(Stored records)
+++
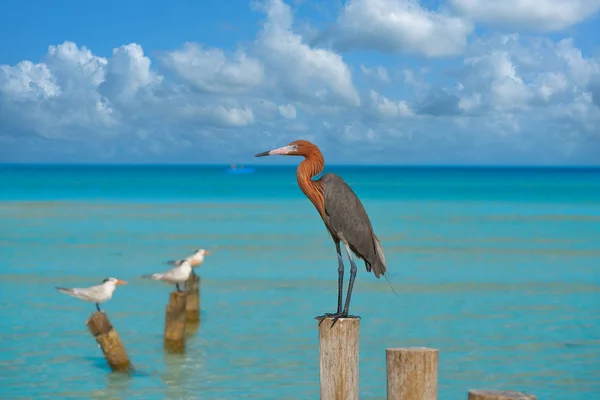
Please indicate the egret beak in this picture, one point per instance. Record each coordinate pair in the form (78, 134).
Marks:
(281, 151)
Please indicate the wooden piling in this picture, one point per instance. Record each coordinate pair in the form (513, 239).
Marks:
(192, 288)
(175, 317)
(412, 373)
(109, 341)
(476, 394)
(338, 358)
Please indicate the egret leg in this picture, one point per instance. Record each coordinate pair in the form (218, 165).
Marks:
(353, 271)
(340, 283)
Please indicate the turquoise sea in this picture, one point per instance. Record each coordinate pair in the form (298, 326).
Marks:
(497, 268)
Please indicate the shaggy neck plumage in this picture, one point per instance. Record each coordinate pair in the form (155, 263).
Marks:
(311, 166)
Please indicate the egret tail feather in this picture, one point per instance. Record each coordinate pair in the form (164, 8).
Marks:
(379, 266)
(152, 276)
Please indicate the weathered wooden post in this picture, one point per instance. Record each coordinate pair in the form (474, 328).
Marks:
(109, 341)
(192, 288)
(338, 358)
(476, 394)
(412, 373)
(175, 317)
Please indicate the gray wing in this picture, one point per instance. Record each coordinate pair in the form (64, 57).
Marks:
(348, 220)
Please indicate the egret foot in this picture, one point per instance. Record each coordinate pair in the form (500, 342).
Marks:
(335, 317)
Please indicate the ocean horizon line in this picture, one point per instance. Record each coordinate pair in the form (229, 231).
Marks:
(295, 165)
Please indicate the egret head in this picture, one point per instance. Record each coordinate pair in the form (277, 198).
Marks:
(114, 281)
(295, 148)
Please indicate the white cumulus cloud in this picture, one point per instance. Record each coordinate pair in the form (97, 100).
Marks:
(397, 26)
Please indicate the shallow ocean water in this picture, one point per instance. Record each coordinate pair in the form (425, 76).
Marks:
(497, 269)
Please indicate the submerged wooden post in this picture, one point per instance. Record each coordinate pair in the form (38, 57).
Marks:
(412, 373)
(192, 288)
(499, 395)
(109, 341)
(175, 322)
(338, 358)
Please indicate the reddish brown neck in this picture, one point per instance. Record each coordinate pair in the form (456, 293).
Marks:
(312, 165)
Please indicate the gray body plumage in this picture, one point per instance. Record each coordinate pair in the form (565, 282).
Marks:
+++
Exercise aim
Copy each line of the preceding data that contains the string "neck".

Expected output
Please indicate the shaggy neck plumage in this picture, one point per instance. Record each coordinate pair in the form (155, 263).
Please indicate the reddish brown neck in this picture, one point per instance. Record each coordinate pair in the form (456, 293).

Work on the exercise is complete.